(PASSAGE SHOWN)
#####
On Monday as I was trolling the job boards to drum up clients for my social media consulting business, I came upon an ad for a blogger to help with a marketing campaign. I applied and landed the gig and immediately began wondering if I was doing the right thing. The company appeared to be an advertising agency that printied stuff on cards and poker chips and wanted to create a viral campaign and heavy social media presence. Viral playing cards? Yeah Deb, good luck with that.
As I asked the client questions throughout the day I learned there was a lot more to her company than be-logo’ed playing cards. My client made personalized cards to send to troops in Iraq or for charitable causes. She doesn’t charge the folks who are doing good for her designs at all, she has a big heart and does good things with her little company. My client also represents several others looking for social media campaigns and I will be helping them as well.
I could have run at the first sign of a boring gig but instead I took my time. I asked the client lots of questions to find out what was beneath the intial first look. The blog was poorly designed and didn’t have interesting content. I thought I would also have to provide dull content about Texas Hold ‘Ems or pretty poker chips. That’s not the case at all now. By digging as deep as I could to learn as much as I could I now know my client has a wonderful story, an interesting project and now I’m very exciting to help with her social media campaign.
#####
Stored entries:
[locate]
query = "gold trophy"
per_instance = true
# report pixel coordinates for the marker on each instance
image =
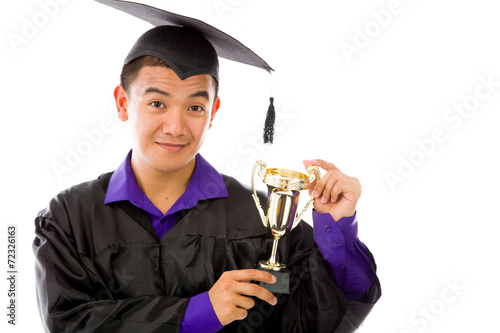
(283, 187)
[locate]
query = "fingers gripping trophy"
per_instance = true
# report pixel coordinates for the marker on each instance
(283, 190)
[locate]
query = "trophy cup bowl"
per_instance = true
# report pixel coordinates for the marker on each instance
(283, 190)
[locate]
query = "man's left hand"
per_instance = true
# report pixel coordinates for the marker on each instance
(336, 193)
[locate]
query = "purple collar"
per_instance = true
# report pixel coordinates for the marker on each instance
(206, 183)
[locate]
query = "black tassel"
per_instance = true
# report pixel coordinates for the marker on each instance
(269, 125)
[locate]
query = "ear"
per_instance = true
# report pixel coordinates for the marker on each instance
#####
(QUESTIONS TO ANSWER)
[1] Reproduce the part of the post about the playing-card client that opens with the words containing "As I asked the" and closes with "them as well.".
[2] Carry on the post about the playing-card client, starting after its last sentence.

(LIST OF ANSWERS)
[1]
As I asked the client questions throughout the day I learned there was a lot more to her company than be-logo’ed playing cards. My client made personalized cards to send to troops in Iraq or for charitable causes. She doesn’t charge the folks who are doing good for her designs at all, she has a big heart and does good things with her little company. My client also represents several others looking for social media campaigns and I will be helping them as well.

[2]
It doesn’t matter if you’re acting as a blogger for hire, social media consultant, community manager or the person who washes the dishes. Everyone has a story. Every business has an angle. Don’t take your clients at face value, dig deep and find their essence. Learn what drives them and find out what the public doesn’t know. I thought I’d have to blog about poker and find communities interested in playing cards, but there’s more to my client than that. Now I am in the throes of what is turning out to be a fascinating and lucrative project.
How much time do you take to learn about YOUR client?